- TASK A
According to the article on Portugal's competitiveness and salary accord, who presented the general outlines of the 2022 State Budget to the social partners?
- TASK B
Write the next part of the article on the competitiveness and salary accord, picking up after its last sentence.

- SUPPLIED TEXT
● ● ● ● ● ● ●

Calls for competitiveness and salary accord
The president of the Portuguese Industrial Confederation (CIP), António Saraiva, says that an agreement on competitiveness and incomes is urgent and should be agreed by June.
“In my view it is urgent to reach an agreement” he said at the end of a meeting with Concertação Social – a working group which works on labour legislation in Portugal – in which the new Minister of Finance, Fernando Medina, who attended, presented the general outlines of the State Budget 2022 to social partners ahead of its formal delivery of the budget to parliament on Wednesday (13 April).
The CIP president said that he still thought it possible to reach an agreement by June, recalling that work already done had “shortened the time” that would have been needed “for a fresh document to be drawn up from scratch.”
António Saraiva was alluding to discussions which had taken place during the previous legislature with Concertação Social in order to try and reach an agreement in the medium term on competitiveness and salaries.
Such an agreement would recommend a “progressive reduction in IRS income tax for all parties which would benefit from income increases” within the framework of the agreement “to assure budgetary neutrality in improving the income of the Portuguese”.

● ● ● ● ● ● ●

- EXTRACTED ENTRIES
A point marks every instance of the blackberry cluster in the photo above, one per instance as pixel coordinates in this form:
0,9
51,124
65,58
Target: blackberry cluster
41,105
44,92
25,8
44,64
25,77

● ● ● ● ● ● ●

- WRITTEN ANSWER A
The new Minister of Finance, Fernando Medina.

- WRITTEN ANSWER B
“At the same time, and also within the framework of this agreement, are “proposed adjustments to the IRC structure (corporation tax) that favour best salary practices by companies in terms of income enhancements and reducing disparities in salaries.
The original State Budget 2022 was rejected by the left wing Bloco de Esquerda and Communist parties with which Portugal’s socialist PS government had formed an alliance in parliament in order to govern the country.
It ended in disaster in October 2021, provoking a snap general election precisely because these two alliance parties were demanding salary enhancements and changes in overtime payments (back dated) which the CIP, among other business and industry associations, said SMEs and Portugal’s economy could ill afford because of a drop off in productivity due to the Covid-19 pandemic among several other endemic factors including tighter margins, insufficient competitiveness, and Portugal’s high tax burden on companies.